• Exercise aim
Pull out every line of the listing below that contains the string "flagged". Matching is case-sensitive.

(Coordinate annotation listing)
○ ○ ○ ○

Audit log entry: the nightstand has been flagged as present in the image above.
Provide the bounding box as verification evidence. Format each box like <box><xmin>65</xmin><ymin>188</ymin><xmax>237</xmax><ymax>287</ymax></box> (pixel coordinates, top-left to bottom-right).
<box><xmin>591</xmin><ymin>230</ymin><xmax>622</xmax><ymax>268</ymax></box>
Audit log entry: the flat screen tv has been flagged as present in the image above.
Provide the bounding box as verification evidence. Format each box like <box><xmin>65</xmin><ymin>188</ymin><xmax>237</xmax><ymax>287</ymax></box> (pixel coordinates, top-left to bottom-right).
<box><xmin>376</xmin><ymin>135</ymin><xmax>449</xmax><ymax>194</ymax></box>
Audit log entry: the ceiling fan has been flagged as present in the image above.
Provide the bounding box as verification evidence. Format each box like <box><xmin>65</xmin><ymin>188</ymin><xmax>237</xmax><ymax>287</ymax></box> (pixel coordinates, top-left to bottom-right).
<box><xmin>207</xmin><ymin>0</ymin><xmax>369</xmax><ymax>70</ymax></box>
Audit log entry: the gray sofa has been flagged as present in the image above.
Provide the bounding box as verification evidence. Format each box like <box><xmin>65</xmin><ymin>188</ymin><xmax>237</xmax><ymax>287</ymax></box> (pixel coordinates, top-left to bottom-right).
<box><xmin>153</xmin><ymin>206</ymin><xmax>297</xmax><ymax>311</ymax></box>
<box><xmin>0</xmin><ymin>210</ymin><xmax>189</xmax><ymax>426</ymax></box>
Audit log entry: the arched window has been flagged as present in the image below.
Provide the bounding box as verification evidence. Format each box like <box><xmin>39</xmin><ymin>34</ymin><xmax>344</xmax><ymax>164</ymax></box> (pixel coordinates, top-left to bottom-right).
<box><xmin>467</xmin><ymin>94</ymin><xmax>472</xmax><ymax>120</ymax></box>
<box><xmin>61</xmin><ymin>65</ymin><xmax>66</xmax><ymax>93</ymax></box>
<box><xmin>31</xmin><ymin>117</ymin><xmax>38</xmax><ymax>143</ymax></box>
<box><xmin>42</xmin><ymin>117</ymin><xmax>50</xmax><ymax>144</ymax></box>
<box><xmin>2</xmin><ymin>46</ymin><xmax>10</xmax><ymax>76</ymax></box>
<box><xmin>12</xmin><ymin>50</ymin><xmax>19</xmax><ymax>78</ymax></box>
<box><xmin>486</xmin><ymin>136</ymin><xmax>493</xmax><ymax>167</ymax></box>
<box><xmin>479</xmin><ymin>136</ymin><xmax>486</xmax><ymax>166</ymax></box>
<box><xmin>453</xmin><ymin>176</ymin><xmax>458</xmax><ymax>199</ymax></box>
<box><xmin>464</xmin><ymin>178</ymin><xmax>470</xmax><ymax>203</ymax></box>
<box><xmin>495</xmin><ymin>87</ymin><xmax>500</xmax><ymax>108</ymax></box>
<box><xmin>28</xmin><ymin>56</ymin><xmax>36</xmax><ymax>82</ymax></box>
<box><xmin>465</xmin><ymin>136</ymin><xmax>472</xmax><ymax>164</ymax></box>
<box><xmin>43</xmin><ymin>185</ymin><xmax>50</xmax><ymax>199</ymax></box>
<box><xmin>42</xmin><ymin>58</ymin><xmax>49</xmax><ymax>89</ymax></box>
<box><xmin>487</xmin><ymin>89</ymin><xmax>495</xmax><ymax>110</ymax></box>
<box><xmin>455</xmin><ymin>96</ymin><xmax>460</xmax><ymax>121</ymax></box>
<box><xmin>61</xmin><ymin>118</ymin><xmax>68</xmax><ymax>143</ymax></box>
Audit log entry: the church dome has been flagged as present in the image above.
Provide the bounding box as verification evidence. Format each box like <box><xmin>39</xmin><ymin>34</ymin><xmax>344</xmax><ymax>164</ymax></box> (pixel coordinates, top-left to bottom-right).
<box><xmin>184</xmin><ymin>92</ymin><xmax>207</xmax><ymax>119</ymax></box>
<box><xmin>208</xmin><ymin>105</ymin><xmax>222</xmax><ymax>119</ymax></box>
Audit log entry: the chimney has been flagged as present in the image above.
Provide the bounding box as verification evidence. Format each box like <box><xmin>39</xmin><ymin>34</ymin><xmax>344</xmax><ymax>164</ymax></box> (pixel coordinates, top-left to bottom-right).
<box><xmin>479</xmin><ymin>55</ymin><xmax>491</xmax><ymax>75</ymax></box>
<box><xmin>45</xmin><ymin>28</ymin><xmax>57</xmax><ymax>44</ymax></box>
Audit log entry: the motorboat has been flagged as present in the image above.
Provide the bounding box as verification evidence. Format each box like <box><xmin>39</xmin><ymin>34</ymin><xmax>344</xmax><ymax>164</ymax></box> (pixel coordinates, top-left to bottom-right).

○ ○ ○ ○

• Exercise solution
Audit log entry: the nightstand has been flagged as present in the image above.
Audit log entry: the flat screen tv has been flagged as present in the image above.
Audit log entry: the ceiling fan has been flagged as present in the image above.
Audit log entry: the gray sofa has been flagged as present in the image above.
Audit log entry: the arched window has been flagged as present in the image below.
Audit log entry: the church dome has been flagged as present in the image above.
Audit log entry: the chimney has been flagged as present in the image above.
Audit log entry: the motorboat has been flagged as present in the image above.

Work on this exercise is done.